> **What you need to do**:
Count the lines in the records that contain the string "glass", and give only that number.

---- Data section

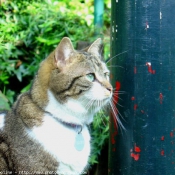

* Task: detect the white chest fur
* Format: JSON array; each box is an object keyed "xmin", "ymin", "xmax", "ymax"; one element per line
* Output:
[
  {"xmin": 29, "ymin": 116, "xmax": 90, "ymax": 175},
  {"xmin": 28, "ymin": 92, "xmax": 92, "ymax": 175}
]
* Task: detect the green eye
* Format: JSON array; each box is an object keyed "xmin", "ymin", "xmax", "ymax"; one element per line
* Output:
[
  {"xmin": 104, "ymin": 72, "xmax": 109, "ymax": 80},
  {"xmin": 86, "ymin": 73, "xmax": 95, "ymax": 82}
]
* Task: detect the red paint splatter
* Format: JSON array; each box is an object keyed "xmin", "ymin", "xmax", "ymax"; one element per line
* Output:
[
  {"xmin": 141, "ymin": 110, "xmax": 145, "ymax": 114},
  {"xmin": 170, "ymin": 132, "xmax": 174, "ymax": 137},
  {"xmin": 130, "ymin": 144, "xmax": 141, "ymax": 161},
  {"xmin": 134, "ymin": 104, "xmax": 138, "ymax": 110},
  {"xmin": 160, "ymin": 150, "xmax": 165, "ymax": 156},
  {"xmin": 134, "ymin": 67, "xmax": 137, "ymax": 74},
  {"xmin": 131, "ymin": 97, "xmax": 135, "ymax": 101},
  {"xmin": 161, "ymin": 136, "xmax": 165, "ymax": 141},
  {"xmin": 113, "ymin": 81, "xmax": 121, "ymax": 105},
  {"xmin": 131, "ymin": 153, "xmax": 140, "ymax": 161},
  {"xmin": 134, "ymin": 145, "xmax": 141, "ymax": 153},
  {"xmin": 115, "ymin": 81, "xmax": 121, "ymax": 91},
  {"xmin": 145, "ymin": 22, "xmax": 149, "ymax": 30},
  {"xmin": 111, "ymin": 131, "xmax": 118, "ymax": 145},
  {"xmin": 159, "ymin": 93, "xmax": 163, "ymax": 104},
  {"xmin": 146, "ymin": 62, "xmax": 156, "ymax": 74}
]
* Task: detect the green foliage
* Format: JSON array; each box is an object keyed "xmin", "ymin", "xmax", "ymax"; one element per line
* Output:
[{"xmin": 0, "ymin": 0, "xmax": 110, "ymax": 164}]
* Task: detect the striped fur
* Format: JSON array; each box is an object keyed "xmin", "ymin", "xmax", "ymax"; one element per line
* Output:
[{"xmin": 0, "ymin": 38, "xmax": 112, "ymax": 175}]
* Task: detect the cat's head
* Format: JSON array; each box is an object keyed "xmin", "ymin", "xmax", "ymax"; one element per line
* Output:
[{"xmin": 49, "ymin": 38, "xmax": 113, "ymax": 113}]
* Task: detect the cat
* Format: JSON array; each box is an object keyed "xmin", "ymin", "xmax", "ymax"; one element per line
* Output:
[{"xmin": 0, "ymin": 37, "xmax": 113, "ymax": 175}]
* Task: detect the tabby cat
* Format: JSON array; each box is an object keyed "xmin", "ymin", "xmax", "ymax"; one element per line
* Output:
[{"xmin": 0, "ymin": 37, "xmax": 113, "ymax": 175}]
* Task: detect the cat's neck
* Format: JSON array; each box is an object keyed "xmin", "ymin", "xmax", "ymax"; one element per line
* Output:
[{"xmin": 45, "ymin": 90, "xmax": 94, "ymax": 126}]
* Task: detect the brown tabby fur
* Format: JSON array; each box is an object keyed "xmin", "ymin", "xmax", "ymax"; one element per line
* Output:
[{"xmin": 0, "ymin": 38, "xmax": 112, "ymax": 174}]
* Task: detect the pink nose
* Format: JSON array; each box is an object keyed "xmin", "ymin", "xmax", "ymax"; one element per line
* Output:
[{"xmin": 106, "ymin": 87, "xmax": 112, "ymax": 93}]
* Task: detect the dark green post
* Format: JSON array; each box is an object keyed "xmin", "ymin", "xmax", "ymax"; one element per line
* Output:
[
  {"xmin": 94, "ymin": 0, "xmax": 104, "ymax": 35},
  {"xmin": 108, "ymin": 0, "xmax": 175, "ymax": 175}
]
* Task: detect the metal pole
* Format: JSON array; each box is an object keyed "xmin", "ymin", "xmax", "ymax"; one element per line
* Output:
[
  {"xmin": 108, "ymin": 0, "xmax": 175, "ymax": 175},
  {"xmin": 94, "ymin": 0, "xmax": 104, "ymax": 35}
]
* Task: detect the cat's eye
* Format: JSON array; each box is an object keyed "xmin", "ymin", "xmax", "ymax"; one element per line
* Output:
[{"xmin": 86, "ymin": 73, "xmax": 95, "ymax": 82}]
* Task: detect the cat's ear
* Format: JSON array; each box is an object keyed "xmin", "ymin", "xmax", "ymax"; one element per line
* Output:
[
  {"xmin": 87, "ymin": 38, "xmax": 102, "ymax": 57},
  {"xmin": 55, "ymin": 37, "xmax": 74, "ymax": 69}
]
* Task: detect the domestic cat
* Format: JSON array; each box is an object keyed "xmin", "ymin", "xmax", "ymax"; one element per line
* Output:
[{"xmin": 0, "ymin": 37, "xmax": 113, "ymax": 175}]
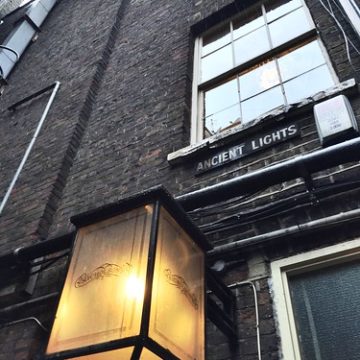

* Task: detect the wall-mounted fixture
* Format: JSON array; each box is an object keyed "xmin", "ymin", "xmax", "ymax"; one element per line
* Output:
[{"xmin": 45, "ymin": 187, "xmax": 211, "ymax": 360}]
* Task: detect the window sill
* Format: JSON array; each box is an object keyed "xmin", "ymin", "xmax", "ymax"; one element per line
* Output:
[{"xmin": 167, "ymin": 79, "xmax": 358, "ymax": 165}]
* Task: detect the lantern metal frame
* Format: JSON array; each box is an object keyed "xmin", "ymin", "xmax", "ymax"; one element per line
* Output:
[{"xmin": 43, "ymin": 186, "xmax": 212, "ymax": 360}]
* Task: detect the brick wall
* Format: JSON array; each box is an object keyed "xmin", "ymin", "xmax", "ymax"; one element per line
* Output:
[{"xmin": 0, "ymin": 0, "xmax": 360, "ymax": 360}]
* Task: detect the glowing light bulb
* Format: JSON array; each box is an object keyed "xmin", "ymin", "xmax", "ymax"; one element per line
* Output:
[{"xmin": 125, "ymin": 274, "xmax": 145, "ymax": 300}]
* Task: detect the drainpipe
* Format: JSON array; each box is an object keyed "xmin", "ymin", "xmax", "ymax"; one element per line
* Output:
[
  {"xmin": 0, "ymin": 138, "xmax": 360, "ymax": 268},
  {"xmin": 0, "ymin": 81, "xmax": 60, "ymax": 215},
  {"xmin": 208, "ymin": 205, "xmax": 360, "ymax": 258}
]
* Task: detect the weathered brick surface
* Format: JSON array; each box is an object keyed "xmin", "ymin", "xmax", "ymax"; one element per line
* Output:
[{"xmin": 0, "ymin": 0, "xmax": 360, "ymax": 360}]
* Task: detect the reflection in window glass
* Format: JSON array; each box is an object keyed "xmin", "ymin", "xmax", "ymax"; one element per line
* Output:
[
  {"xmin": 234, "ymin": 26, "xmax": 270, "ymax": 65},
  {"xmin": 240, "ymin": 61, "xmax": 279, "ymax": 100},
  {"xmin": 279, "ymin": 41, "xmax": 325, "ymax": 81},
  {"xmin": 233, "ymin": 9, "xmax": 265, "ymax": 39},
  {"xmin": 201, "ymin": 45, "xmax": 233, "ymax": 81},
  {"xmin": 269, "ymin": 8, "xmax": 312, "ymax": 47},
  {"xmin": 194, "ymin": 0, "xmax": 335, "ymax": 140},
  {"xmin": 205, "ymin": 78, "xmax": 239, "ymax": 117},
  {"xmin": 265, "ymin": 0, "xmax": 301, "ymax": 22},
  {"xmin": 205, "ymin": 104, "xmax": 241, "ymax": 137},
  {"xmin": 241, "ymin": 86, "xmax": 284, "ymax": 123},
  {"xmin": 202, "ymin": 24, "xmax": 231, "ymax": 56},
  {"xmin": 284, "ymin": 65, "xmax": 334, "ymax": 104},
  {"xmin": 289, "ymin": 260, "xmax": 360, "ymax": 360}
]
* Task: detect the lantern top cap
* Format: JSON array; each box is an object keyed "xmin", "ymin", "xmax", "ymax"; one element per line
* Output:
[{"xmin": 70, "ymin": 185, "xmax": 213, "ymax": 251}]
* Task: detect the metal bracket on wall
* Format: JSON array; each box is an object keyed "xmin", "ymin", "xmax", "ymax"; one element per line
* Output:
[{"xmin": 206, "ymin": 268, "xmax": 237, "ymax": 346}]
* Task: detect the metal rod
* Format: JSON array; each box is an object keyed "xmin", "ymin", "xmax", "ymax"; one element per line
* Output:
[
  {"xmin": 0, "ymin": 81, "xmax": 60, "ymax": 215},
  {"xmin": 208, "ymin": 204, "xmax": 360, "ymax": 257},
  {"xmin": 0, "ymin": 292, "xmax": 60, "ymax": 316},
  {"xmin": 0, "ymin": 316, "xmax": 49, "ymax": 333}
]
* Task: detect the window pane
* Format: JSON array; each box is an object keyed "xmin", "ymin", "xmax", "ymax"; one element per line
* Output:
[
  {"xmin": 202, "ymin": 23, "xmax": 231, "ymax": 56},
  {"xmin": 233, "ymin": 9, "xmax": 265, "ymax": 39},
  {"xmin": 278, "ymin": 41, "xmax": 325, "ymax": 81},
  {"xmin": 240, "ymin": 61, "xmax": 279, "ymax": 100},
  {"xmin": 266, "ymin": 0, "xmax": 301, "ymax": 23},
  {"xmin": 284, "ymin": 65, "xmax": 334, "ymax": 104},
  {"xmin": 204, "ymin": 104, "xmax": 241, "ymax": 137},
  {"xmin": 205, "ymin": 78, "xmax": 239, "ymax": 117},
  {"xmin": 201, "ymin": 45, "xmax": 233, "ymax": 81},
  {"xmin": 234, "ymin": 26, "xmax": 270, "ymax": 65},
  {"xmin": 289, "ymin": 262, "xmax": 360, "ymax": 360},
  {"xmin": 269, "ymin": 8, "xmax": 312, "ymax": 47},
  {"xmin": 241, "ymin": 86, "xmax": 284, "ymax": 123}
]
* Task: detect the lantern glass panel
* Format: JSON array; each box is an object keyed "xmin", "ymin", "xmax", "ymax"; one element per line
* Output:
[
  {"xmin": 140, "ymin": 348, "xmax": 161, "ymax": 360},
  {"xmin": 71, "ymin": 347, "xmax": 134, "ymax": 360},
  {"xmin": 47, "ymin": 206, "xmax": 153, "ymax": 359},
  {"xmin": 149, "ymin": 208, "xmax": 205, "ymax": 360}
]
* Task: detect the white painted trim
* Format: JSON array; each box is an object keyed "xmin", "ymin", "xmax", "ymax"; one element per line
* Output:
[
  {"xmin": 339, "ymin": 0, "xmax": 360, "ymax": 36},
  {"xmin": 190, "ymin": 0, "xmax": 338, "ymax": 146},
  {"xmin": 271, "ymin": 239, "xmax": 360, "ymax": 360}
]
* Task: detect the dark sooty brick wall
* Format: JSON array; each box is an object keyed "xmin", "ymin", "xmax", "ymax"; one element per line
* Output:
[{"xmin": 0, "ymin": 0, "xmax": 360, "ymax": 360}]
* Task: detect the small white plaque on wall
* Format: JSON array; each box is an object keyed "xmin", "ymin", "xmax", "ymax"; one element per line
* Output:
[{"xmin": 314, "ymin": 95, "xmax": 358, "ymax": 145}]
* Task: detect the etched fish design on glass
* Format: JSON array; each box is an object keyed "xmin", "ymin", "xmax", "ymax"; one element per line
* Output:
[
  {"xmin": 164, "ymin": 269, "xmax": 199, "ymax": 310},
  {"xmin": 75, "ymin": 262, "xmax": 132, "ymax": 288}
]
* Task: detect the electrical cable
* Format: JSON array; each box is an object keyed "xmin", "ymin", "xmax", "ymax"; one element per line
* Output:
[
  {"xmin": 29, "ymin": 251, "xmax": 70, "ymax": 276},
  {"xmin": 319, "ymin": 0, "xmax": 360, "ymax": 72},
  {"xmin": 200, "ymin": 181, "xmax": 360, "ymax": 235}
]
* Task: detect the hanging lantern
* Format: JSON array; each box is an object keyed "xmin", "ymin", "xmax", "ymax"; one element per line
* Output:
[{"xmin": 46, "ymin": 187, "xmax": 210, "ymax": 360}]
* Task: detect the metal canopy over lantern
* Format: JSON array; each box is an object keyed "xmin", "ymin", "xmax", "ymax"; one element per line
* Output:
[{"xmin": 46, "ymin": 187, "xmax": 210, "ymax": 360}]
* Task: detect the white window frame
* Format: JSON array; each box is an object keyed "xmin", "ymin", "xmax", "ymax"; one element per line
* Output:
[
  {"xmin": 339, "ymin": 0, "xmax": 360, "ymax": 36},
  {"xmin": 190, "ymin": 0, "xmax": 338, "ymax": 145},
  {"xmin": 271, "ymin": 239, "xmax": 360, "ymax": 360}
]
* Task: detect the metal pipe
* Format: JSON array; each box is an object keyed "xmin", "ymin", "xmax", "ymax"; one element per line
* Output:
[
  {"xmin": 0, "ymin": 232, "xmax": 74, "ymax": 268},
  {"xmin": 0, "ymin": 316, "xmax": 49, "ymax": 333},
  {"xmin": 176, "ymin": 137, "xmax": 360, "ymax": 210},
  {"xmin": 0, "ymin": 81, "xmax": 60, "ymax": 215},
  {"xmin": 208, "ymin": 204, "xmax": 360, "ymax": 257},
  {"xmin": 228, "ymin": 281, "xmax": 261, "ymax": 360},
  {"xmin": 0, "ymin": 138, "xmax": 360, "ymax": 267}
]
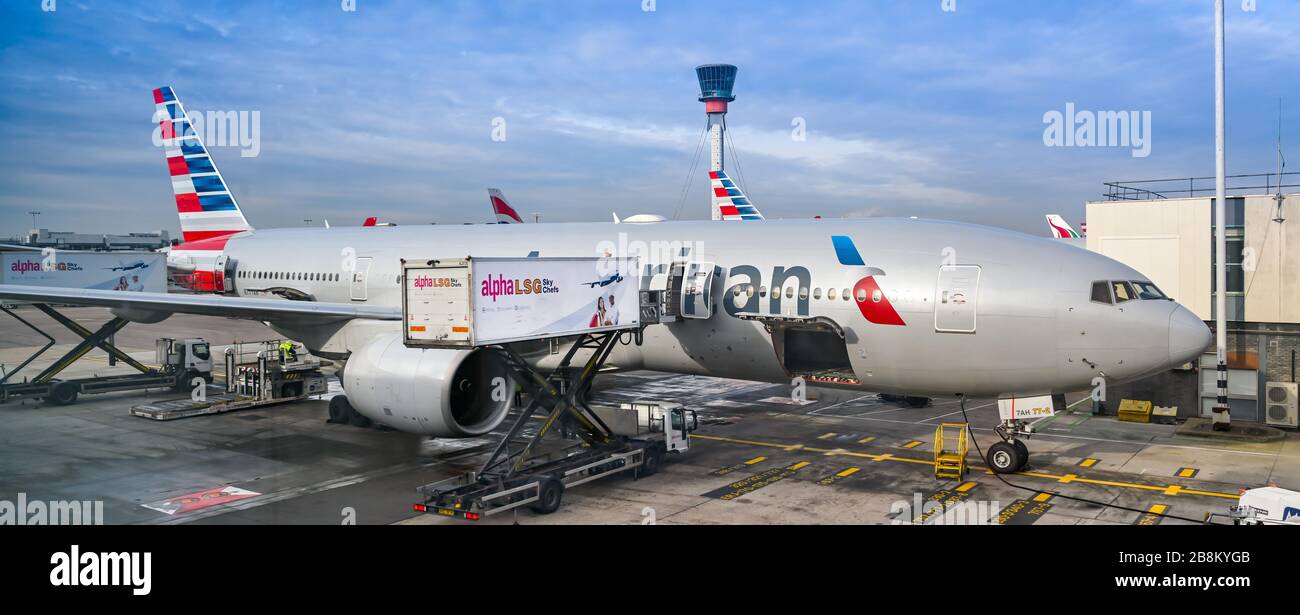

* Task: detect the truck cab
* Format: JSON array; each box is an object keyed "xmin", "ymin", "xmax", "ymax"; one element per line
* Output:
[{"xmin": 602, "ymin": 400, "xmax": 699, "ymax": 452}]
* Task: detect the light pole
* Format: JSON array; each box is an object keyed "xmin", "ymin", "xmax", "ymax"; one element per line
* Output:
[{"xmin": 1212, "ymin": 0, "xmax": 1227, "ymax": 432}]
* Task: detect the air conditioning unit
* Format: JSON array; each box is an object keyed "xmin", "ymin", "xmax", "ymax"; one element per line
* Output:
[{"xmin": 1264, "ymin": 382, "xmax": 1300, "ymax": 428}]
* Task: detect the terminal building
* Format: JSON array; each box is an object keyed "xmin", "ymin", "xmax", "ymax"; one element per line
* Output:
[
  {"xmin": 6, "ymin": 229, "xmax": 172, "ymax": 252},
  {"xmin": 1087, "ymin": 173, "xmax": 1300, "ymax": 428}
]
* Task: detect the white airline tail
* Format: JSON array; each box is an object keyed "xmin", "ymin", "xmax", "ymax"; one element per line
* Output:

--------

> **Solution for this task**:
3